=== WHAT YOU ARE ASKED TO DO ===
Restate all of the records below exactly. Do not carry over any image.
[Opening INFORMATION GIVEN section]
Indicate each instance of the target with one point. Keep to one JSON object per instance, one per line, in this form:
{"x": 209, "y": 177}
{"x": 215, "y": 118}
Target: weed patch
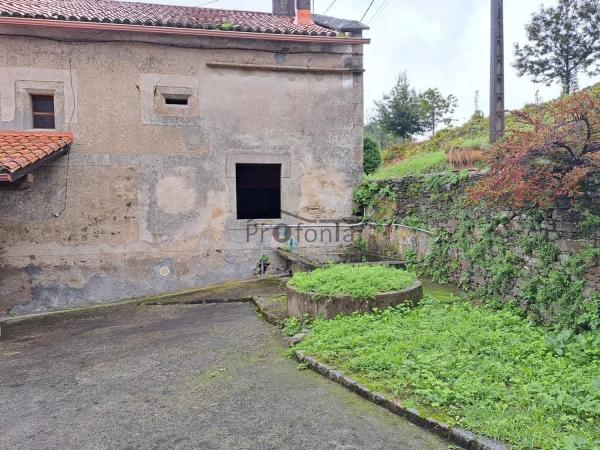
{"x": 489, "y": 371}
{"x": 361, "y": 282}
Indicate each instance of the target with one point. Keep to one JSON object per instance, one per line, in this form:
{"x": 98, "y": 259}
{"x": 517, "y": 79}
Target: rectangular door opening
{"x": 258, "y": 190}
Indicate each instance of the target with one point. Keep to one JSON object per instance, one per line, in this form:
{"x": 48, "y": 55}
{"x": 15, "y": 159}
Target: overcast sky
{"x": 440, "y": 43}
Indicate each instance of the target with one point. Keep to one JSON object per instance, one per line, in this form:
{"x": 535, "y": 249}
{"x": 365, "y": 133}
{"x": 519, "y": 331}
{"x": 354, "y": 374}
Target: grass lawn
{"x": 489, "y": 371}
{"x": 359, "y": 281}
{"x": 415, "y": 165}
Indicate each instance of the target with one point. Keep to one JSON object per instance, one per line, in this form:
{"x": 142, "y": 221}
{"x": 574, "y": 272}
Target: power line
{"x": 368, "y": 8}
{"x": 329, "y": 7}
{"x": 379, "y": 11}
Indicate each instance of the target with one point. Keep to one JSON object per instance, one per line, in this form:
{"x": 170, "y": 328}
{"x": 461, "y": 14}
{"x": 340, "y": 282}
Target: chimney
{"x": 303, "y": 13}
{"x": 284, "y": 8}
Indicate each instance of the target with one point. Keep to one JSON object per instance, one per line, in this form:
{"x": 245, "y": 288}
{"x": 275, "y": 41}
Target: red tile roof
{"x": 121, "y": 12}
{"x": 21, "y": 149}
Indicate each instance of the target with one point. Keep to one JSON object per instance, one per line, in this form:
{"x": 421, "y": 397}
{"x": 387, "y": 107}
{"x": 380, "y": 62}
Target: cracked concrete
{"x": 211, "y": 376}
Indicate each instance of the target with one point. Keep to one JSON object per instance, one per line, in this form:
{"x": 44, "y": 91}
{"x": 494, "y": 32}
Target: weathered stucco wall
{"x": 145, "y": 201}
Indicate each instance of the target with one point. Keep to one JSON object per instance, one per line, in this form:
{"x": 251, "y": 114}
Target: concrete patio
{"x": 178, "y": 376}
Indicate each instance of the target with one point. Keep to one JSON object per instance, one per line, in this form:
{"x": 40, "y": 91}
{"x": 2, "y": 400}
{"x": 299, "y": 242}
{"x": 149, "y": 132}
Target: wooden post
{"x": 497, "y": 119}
[Closing INFORMATION GIVEN section]
=== TASK RESPONSE ===
Indicate each instance of the target with one point. Keep to one JSON object per instance, one per line, in this form:
{"x": 209, "y": 177}
{"x": 215, "y": 118}
Target: weed patch
{"x": 489, "y": 371}
{"x": 361, "y": 282}
Indicate each instance of the target with one point. Keep to one JSON object per instance, one per line, in this form:
{"x": 98, "y": 259}
{"x": 517, "y": 79}
Target: rectangular door opening
{"x": 258, "y": 190}
Indicate each instance of the target with one point. Keep to one JSON object per instance, one per line, in this form:
{"x": 48, "y": 55}
{"x": 15, "y": 159}
Target: overcast sky
{"x": 440, "y": 43}
Indicate each instance of the target with one point. Keep to one JSON object per instance, one per line, in this form:
{"x": 535, "y": 249}
{"x": 365, "y": 133}
{"x": 519, "y": 331}
{"x": 354, "y": 374}
Target: grass lawn
{"x": 489, "y": 371}
{"x": 359, "y": 281}
{"x": 415, "y": 165}
Indicate each instance of the target with one point. Keep to one JSON object per instance, one per line, in this form:
{"x": 142, "y": 221}
{"x": 574, "y": 272}
Target: power line
{"x": 368, "y": 8}
{"x": 329, "y": 7}
{"x": 379, "y": 11}
Indicate each instance of the target with one point. Keep to one JSON object per instance, one per line, in this form:
{"x": 170, "y": 328}
{"x": 461, "y": 14}
{"x": 340, "y": 282}
Target: chimney
{"x": 303, "y": 13}
{"x": 284, "y": 8}
Indicate each instance of the target with one point. Keep to one JSON object per instance, one per line, in this form:
{"x": 245, "y": 288}
{"x": 275, "y": 41}
Target: red tile roof
{"x": 121, "y": 12}
{"x": 21, "y": 149}
Indicate each instance of the target with one point. Keep to one JSON object per instance, one per line, in this form:
{"x": 421, "y": 397}
{"x": 387, "y": 107}
{"x": 380, "y": 62}
Target: cracked concrete
{"x": 211, "y": 376}
Indicate each instance of the target with one point. Keep to one JSON object per instance, one per line, in this form:
{"x": 44, "y": 91}
{"x": 494, "y": 32}
Target: weathered stucco wall
{"x": 145, "y": 201}
Indicate each instance of the target with one point. Keep to one JSON object per instance, one per line, in this form:
{"x": 251, "y": 114}
Target: concrete patio
{"x": 178, "y": 376}
Indicate each instance of the target with one point. Keep to one JSON object per instance, one per line, in this form:
{"x": 40, "y": 91}
{"x": 2, "y": 400}
{"x": 299, "y": 242}
{"x": 149, "y": 132}
Target: wooden post
{"x": 497, "y": 119}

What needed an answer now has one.